# Instructions to follow:
Rewrite the listing from the line containing "Target: pine tree" through the end of the listing, swapping "balcony railing" for "balcony balustrade" and keeping everything else the same. Return only those lines.

* start Source material *

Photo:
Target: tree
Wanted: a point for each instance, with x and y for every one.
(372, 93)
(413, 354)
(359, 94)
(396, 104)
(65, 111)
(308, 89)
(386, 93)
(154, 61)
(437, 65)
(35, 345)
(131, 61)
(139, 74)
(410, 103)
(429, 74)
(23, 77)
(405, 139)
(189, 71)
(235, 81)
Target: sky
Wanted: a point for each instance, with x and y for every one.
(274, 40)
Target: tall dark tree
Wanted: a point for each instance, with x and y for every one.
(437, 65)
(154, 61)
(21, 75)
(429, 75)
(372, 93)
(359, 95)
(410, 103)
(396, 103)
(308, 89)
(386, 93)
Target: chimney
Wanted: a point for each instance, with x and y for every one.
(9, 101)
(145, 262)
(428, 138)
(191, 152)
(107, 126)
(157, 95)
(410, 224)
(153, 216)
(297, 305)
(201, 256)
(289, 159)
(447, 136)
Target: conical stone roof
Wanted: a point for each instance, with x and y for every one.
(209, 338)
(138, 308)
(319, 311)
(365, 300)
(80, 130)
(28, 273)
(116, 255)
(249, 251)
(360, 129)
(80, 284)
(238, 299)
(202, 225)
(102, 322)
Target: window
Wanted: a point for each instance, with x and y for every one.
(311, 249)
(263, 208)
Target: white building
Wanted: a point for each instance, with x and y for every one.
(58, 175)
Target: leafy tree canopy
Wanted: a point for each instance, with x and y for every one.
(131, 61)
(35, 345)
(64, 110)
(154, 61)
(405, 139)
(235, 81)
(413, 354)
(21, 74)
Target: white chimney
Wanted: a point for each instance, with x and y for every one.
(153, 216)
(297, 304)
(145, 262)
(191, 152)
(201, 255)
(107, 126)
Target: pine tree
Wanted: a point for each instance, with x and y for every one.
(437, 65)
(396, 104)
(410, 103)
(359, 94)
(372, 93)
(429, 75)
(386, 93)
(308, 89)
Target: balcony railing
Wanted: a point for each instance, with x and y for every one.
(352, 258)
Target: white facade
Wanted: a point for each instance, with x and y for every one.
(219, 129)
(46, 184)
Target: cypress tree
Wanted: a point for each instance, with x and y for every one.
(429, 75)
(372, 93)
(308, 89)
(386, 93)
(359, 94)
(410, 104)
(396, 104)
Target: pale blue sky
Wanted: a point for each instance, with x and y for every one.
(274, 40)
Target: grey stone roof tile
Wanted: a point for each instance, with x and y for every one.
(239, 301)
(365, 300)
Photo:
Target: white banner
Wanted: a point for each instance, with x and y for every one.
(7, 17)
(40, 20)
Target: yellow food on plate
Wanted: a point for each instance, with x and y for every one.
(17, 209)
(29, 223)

* end Source material *

# Task answer:
Target: pine tree
Wanted: a point for each instance, with x and y for every one.
(437, 65)
(396, 104)
(410, 103)
(359, 94)
(372, 93)
(429, 75)
(386, 93)
(308, 89)
Target: balcony balustrade
Wanted: a point for each instance, with x and y for every one.
(352, 258)
Target: white facade
Wanted: a point for each instance, with x and y for every one.
(219, 129)
(46, 184)
Target: cypress tree
Wanted: a point for each instance, with x and y for every one.
(429, 75)
(372, 93)
(308, 89)
(386, 93)
(359, 94)
(410, 104)
(396, 104)
Target: pale blue sky
Wanted: a point for each instance, with x and y for every one.
(274, 40)
Target: grey stone roof tile
Wanted: a point for each instance, with x and y for every one.
(239, 301)
(365, 300)
Photo:
Target: white banner
Wanted: a point for each instance, with x and y for every one.
(7, 17)
(40, 20)
Target: yellow food on plate
Wanted: a point for each instance, with x and y for every one.
(17, 209)
(29, 223)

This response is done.